• _Directive_: Print each line exactly as it is given.

_ _ _ _ _

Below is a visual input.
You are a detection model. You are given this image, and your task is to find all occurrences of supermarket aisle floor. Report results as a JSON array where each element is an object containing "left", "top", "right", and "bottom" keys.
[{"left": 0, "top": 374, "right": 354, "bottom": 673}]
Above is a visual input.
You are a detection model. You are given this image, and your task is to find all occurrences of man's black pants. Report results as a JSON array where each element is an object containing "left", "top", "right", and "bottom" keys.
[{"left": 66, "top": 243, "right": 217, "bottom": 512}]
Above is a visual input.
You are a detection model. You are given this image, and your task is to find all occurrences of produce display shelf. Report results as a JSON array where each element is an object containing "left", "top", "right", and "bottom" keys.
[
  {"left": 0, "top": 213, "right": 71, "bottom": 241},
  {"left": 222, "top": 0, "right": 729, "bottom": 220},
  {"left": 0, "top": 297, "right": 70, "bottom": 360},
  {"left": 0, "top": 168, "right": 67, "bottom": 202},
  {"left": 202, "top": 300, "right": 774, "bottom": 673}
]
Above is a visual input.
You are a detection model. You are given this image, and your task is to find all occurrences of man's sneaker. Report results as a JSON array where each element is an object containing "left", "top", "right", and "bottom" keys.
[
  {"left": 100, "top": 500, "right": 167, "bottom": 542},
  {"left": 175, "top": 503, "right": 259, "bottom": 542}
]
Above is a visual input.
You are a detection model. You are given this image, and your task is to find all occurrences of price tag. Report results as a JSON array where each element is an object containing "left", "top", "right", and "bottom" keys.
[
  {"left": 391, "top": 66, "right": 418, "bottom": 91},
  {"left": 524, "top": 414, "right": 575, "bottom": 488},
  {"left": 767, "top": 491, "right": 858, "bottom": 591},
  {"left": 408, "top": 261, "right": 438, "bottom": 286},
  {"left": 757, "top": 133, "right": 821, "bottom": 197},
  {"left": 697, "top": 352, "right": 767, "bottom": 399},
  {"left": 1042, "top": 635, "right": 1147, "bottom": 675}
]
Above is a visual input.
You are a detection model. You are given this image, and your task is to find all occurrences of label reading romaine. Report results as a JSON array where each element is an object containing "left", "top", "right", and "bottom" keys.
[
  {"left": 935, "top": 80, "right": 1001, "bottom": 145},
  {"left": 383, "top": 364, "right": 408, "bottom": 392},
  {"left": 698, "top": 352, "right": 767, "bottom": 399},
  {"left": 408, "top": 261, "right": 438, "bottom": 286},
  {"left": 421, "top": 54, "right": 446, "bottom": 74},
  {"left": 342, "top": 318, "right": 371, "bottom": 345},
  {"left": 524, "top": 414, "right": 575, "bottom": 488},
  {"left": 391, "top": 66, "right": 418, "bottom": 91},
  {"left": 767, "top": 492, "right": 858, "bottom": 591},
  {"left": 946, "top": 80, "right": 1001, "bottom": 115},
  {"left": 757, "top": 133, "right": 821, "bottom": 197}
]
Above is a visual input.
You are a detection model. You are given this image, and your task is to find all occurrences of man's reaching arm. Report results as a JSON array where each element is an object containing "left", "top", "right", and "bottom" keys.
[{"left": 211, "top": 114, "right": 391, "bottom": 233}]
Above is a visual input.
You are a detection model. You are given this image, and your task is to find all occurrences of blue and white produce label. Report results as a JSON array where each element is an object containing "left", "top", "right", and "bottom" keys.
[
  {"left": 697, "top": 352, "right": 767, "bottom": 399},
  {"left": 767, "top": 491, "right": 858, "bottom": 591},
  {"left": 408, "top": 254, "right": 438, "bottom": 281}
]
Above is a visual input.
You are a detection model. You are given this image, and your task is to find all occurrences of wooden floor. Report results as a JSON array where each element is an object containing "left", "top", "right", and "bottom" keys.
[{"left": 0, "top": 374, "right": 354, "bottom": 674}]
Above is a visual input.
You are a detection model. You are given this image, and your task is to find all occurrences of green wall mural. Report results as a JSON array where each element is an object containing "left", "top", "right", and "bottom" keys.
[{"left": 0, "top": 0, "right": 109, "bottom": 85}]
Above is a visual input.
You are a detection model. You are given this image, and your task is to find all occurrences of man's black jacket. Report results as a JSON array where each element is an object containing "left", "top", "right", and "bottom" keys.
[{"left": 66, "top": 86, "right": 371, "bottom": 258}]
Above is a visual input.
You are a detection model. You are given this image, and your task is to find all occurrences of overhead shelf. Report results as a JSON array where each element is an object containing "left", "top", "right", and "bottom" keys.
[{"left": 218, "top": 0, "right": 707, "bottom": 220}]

_ _ _ _ _

• _Written response_:
Below is a visual input.
You are a detection model. You are given this image, and your task is to find all occurrences of supermarket aisle floor. Report results as a JSON array where each element is an object containing "left", "top", "right", and "bottom" keys.
[{"left": 0, "top": 374, "right": 354, "bottom": 673}]
Above is a visual input.
You are a detection model. You are given this image, and your task is to find all occurrences of man's black pants. Report results as a JSON array where each element is an object containing "left", "top", "right", and "bottom" keys.
[{"left": 66, "top": 243, "right": 217, "bottom": 512}]
Above is a visual input.
You are a detection model. You are given this image, and your task is to find all occurrences of produce display shelf. Report results as a JSON array where each element is an object containing "left", "top", "right", and "bottom" keys.
[
  {"left": 0, "top": 213, "right": 71, "bottom": 241},
  {"left": 222, "top": 0, "right": 729, "bottom": 220},
  {"left": 0, "top": 297, "right": 70, "bottom": 360},
  {"left": 0, "top": 168, "right": 67, "bottom": 202},
  {"left": 202, "top": 300, "right": 774, "bottom": 673}
]
Above is a visual input.
You are a detection model. You are given this image, and your task is to find all occurrences of man's sneaker. Report results as a JSON array where each element is an object containing "left", "top", "right", and "bottom" keys.
[
  {"left": 100, "top": 500, "right": 167, "bottom": 542},
  {"left": 175, "top": 503, "right": 259, "bottom": 542}
]
Above is a visual input.
You are a detection model. You are given this image, and your task is to find all occurrences of price tag. Report results as a JSON array where each element is an object containing "left", "top", "right", and "bottom" keys.
[
  {"left": 391, "top": 66, "right": 418, "bottom": 91},
  {"left": 524, "top": 414, "right": 575, "bottom": 488},
  {"left": 767, "top": 491, "right": 858, "bottom": 591},
  {"left": 408, "top": 261, "right": 438, "bottom": 286},
  {"left": 757, "top": 133, "right": 821, "bottom": 197},
  {"left": 697, "top": 352, "right": 767, "bottom": 399},
  {"left": 1042, "top": 635, "right": 1147, "bottom": 675}
]
Above is a visual input.
You are a detection model. You are given this image, and your task is to find all occurrences of label reading romaine. Report results as a JSON array where each element is an object containing "left", "top", "right", and "bottom" keys.
[
  {"left": 935, "top": 80, "right": 1001, "bottom": 145},
  {"left": 383, "top": 364, "right": 408, "bottom": 392},
  {"left": 698, "top": 352, "right": 767, "bottom": 399},
  {"left": 408, "top": 261, "right": 438, "bottom": 286},
  {"left": 421, "top": 54, "right": 446, "bottom": 74},
  {"left": 342, "top": 318, "right": 371, "bottom": 345},
  {"left": 524, "top": 414, "right": 575, "bottom": 488},
  {"left": 391, "top": 66, "right": 418, "bottom": 91},
  {"left": 767, "top": 492, "right": 858, "bottom": 591},
  {"left": 946, "top": 80, "right": 1001, "bottom": 115},
  {"left": 757, "top": 133, "right": 821, "bottom": 197}
]
Above is a visual input.
You are a detection model. You are given this image, and your task is to find all occurrences of man's reaching arm. Report results as a JSON array where each element is an object containing "left", "top", "right", and "bottom" keys.
[{"left": 211, "top": 114, "right": 391, "bottom": 233}]
Above is a visual input.
You are a detection model. You are given this image, and your task is to find all occurrences of blue and white produce label. Report results as a JSON array where each element is an object containing "left", "top", "right", and "bottom" keys.
[
  {"left": 697, "top": 352, "right": 767, "bottom": 399},
  {"left": 767, "top": 491, "right": 858, "bottom": 591},
  {"left": 408, "top": 254, "right": 438, "bottom": 281}
]
Above is a visual input.
You are a detection model. You are given this image, and your task is to find all occurrences of wooden floor. Report results as a JSON array where each element is an object containing "left", "top", "right", and "bottom" keys.
[{"left": 0, "top": 374, "right": 354, "bottom": 674}]
Above is a visual input.
You are a detection model. You are given this image, and your task is to find all occurrences of green wall mural. Report results as a JSON array where each element is an object containing "left", "top", "right", and "bottom" keys.
[{"left": 0, "top": 0, "right": 109, "bottom": 85}]
Above is a visual input.
You are a detection model. You are given this image, and your task is to find all occurrences of man's black jacket. Report results as a JSON array where each element is an object containing "left", "top", "right", and "bottom" keys.
[{"left": 66, "top": 86, "right": 371, "bottom": 258}]
Above is a visual input.
You are a detection model. You are given this image, and your task is to find all occurrences of overhead shelf. Report results as a JSON array where each element is an object containing "left", "top", "right", and "bottom" keys.
[{"left": 218, "top": 0, "right": 707, "bottom": 220}]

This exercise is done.